=== DOCUMENTO ===
Prima, quindi, della modifica recata dall'art. 33 della legge di
cui trattasi, nella Regione siciliana l'unico personale che poteva
essere destinato al controllo del patrimonio faunistico era quello
previsto dall'art. 19 della legge n. 157 del 1992, con la differenza
che nelle aree protette provvedevano gli enti gestori, mentre nel
rimanente territorio (comprese le aree precluse a fini venatori) le
ripartizioni faunistico venatorie.
Con l'art. 33, quindi, modificando il comma 4 dell'art. 1 della
preesistente legge regionale n. 18 del 2015, si consente di
utilizzare sull'intero territorio regionale (ed anche da parte delle
ripartizioni faunistico venatorie) il personale previsto dall'art. 22
della legge 6 dicembre 1991, n. 394, che riguarda solo le aree
naturali protette.

=== ESERCIZIO ASSEGNATO 1 ===
Riscriva il passo del documento da "Prima, quindi, della" a "naturali protette.", sostituendo "enti gestori" con "organismi di gestione".
=== ESERCIZIO ASSEGNATO 2 ===
Risponda alle seguenti domande sul documento:
(a) Quale articolo della legge n. 157 del 1992 prevedeva il personale destinabile al controllo del patrimonio faunistico?
(b) Quale disposizione della legge regionale n. 18 del 2015 viene modificata dall'art. 33?
(c) Quali aree riguarda l'art. 22 della legge 6 dicembre 1991, n. 394?
=== ESERCIZIO ASSEGNATO 3 ===
Riassuma il documento in due frasi.

=== ELENCO FORNITO ===
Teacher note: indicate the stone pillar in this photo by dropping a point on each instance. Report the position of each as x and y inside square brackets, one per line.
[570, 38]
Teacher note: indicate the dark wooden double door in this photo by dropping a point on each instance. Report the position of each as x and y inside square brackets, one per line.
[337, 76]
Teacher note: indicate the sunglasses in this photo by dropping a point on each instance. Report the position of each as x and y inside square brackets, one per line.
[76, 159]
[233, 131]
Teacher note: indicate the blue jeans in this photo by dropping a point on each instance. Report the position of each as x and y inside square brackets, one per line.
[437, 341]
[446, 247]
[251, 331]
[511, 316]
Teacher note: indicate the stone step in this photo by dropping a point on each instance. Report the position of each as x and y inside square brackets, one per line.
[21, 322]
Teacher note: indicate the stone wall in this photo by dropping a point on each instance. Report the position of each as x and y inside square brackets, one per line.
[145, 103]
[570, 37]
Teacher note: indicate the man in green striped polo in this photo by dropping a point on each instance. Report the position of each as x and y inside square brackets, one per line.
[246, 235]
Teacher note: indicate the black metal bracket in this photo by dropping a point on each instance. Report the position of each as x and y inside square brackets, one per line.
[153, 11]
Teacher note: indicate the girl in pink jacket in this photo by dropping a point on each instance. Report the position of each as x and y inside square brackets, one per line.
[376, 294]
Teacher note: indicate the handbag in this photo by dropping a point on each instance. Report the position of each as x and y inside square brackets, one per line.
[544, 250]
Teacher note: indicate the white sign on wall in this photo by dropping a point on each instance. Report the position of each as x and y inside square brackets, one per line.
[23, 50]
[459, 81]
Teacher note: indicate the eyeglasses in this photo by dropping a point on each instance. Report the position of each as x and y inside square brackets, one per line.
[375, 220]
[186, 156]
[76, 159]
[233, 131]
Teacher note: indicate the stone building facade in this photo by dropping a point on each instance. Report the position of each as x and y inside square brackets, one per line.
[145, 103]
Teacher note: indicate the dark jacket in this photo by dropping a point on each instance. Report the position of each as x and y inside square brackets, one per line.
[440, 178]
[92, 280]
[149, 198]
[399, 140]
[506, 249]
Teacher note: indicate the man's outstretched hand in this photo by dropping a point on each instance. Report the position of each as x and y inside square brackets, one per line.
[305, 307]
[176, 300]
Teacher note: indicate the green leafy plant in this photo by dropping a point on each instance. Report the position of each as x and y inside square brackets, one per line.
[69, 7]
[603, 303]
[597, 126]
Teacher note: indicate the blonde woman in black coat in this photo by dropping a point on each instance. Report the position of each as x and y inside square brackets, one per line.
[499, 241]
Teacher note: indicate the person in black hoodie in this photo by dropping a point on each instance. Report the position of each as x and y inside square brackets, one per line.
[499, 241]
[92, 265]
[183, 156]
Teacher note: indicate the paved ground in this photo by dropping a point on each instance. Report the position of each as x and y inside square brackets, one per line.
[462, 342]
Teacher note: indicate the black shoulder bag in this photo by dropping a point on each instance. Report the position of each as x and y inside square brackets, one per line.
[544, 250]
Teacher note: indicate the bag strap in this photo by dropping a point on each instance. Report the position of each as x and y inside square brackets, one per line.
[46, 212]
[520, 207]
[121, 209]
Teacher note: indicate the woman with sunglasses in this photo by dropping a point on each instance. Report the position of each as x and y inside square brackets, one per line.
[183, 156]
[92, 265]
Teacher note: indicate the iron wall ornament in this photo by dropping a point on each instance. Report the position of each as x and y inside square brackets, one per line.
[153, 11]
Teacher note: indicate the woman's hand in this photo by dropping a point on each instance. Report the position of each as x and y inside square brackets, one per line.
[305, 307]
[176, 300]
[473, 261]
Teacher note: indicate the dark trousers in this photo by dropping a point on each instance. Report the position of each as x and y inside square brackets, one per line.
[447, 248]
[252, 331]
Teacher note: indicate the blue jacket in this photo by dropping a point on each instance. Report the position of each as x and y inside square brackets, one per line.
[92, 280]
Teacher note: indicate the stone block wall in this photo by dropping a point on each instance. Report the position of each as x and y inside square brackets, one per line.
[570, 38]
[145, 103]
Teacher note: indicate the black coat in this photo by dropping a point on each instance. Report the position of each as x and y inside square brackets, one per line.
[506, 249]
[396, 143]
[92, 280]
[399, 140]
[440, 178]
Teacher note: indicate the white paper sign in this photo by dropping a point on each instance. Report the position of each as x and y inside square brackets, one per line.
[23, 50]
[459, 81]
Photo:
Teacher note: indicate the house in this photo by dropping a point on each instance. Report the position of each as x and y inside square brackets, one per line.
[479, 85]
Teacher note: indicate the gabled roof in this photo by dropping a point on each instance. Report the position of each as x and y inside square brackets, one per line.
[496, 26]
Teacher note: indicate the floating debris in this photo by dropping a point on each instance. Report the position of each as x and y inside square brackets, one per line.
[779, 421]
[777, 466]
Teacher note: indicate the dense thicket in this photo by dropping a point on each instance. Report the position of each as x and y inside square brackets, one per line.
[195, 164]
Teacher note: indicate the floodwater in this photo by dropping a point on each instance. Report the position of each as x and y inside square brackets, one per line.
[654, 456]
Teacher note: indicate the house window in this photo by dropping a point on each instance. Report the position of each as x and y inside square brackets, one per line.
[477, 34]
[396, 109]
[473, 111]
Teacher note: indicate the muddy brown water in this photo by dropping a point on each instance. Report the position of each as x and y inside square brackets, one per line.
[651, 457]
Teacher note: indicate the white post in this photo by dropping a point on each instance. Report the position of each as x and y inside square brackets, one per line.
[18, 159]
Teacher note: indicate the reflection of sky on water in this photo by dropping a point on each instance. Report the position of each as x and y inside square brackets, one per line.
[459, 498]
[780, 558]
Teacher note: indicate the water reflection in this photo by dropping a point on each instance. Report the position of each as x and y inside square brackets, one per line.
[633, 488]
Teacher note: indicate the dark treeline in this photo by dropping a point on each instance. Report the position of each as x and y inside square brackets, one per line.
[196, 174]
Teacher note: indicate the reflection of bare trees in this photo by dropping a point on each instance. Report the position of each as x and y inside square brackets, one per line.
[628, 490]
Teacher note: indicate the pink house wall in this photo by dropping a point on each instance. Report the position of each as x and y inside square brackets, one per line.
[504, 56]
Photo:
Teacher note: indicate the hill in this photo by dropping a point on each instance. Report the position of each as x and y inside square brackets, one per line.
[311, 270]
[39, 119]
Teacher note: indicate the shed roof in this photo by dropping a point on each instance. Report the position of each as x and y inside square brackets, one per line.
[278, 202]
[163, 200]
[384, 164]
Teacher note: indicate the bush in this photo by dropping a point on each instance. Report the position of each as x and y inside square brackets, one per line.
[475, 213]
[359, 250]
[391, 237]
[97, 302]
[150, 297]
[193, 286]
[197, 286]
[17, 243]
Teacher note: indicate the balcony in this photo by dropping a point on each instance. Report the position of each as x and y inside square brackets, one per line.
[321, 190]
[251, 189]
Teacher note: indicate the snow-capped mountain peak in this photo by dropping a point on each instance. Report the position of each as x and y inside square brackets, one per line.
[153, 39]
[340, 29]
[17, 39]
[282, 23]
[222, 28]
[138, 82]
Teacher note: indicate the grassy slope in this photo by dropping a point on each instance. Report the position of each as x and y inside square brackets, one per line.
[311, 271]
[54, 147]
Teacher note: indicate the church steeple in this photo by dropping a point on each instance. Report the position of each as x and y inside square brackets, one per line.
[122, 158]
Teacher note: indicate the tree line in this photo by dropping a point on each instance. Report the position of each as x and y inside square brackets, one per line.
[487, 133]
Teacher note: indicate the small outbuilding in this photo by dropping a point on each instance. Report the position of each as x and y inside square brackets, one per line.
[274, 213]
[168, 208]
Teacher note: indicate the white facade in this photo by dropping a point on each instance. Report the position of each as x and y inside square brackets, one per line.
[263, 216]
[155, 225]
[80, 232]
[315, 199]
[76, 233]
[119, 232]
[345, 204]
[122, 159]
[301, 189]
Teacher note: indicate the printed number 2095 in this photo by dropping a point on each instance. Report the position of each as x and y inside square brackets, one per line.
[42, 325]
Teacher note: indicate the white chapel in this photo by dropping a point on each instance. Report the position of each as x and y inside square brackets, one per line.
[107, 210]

=== RISPOSTA COMPLETA 1 ===
Prima, quindi, della modifica recata dall'art. 33 della legge di
cui trattasi, nella Regione siciliana l'unico personale che poteva
essere destinato al controllo del patrimonio faunistico era quello
previsto dall'art. 19 della legge n. 157 del 1992, con la differenza
che nelle aree protette provvedevano gli organismi di gestione, mentre nel
rimanente territorio (comprese le aree precluse a fini venatori) le
ripartizioni faunistico venatorie.
Con l'art. 33, quindi, modificando il comma 4 dell'art. 1 della
preesistente legge regionale n. 18 del 2015, si consente di
utilizzare sull'intero territorio regionale (ed anche da parte delle
ripartizioni faunistico venatorie) il personale previsto dall'art. 22
della legge 6 dicembre 1991, n. 394, che riguarda solo le aree
naturali protette.

=== RISPOSTA COMPLETA 2 ===
(a) L'art. 19.
(b) Il comma 4 dell'art. 1.
(c) Solo le aree naturali protette.

=== RISPOSTA COMPLETA 3 ===
Prima dell'art. 33, nella Regione siciliana il controllo del patrimonio faunistico poteva essere affidato soltanto al personale previsto dall'art. 19 della legge n. 157 del 1992: nelle aree protette provvedevano gli enti gestori, nel resto del territorio le ripartizioni faunistico venatorie. Modificando il comma 4 dell'art. 1 della legge regionale n. 18 del 2015, l'art. 33 consente di impiegare sull'intero territorio regionale, anche da parte delle ripartizioni faunistico venatorie, il personale previsto dall'art. 22 della legge n. 394 del 1991, che riguarda solo le aree naturali protette.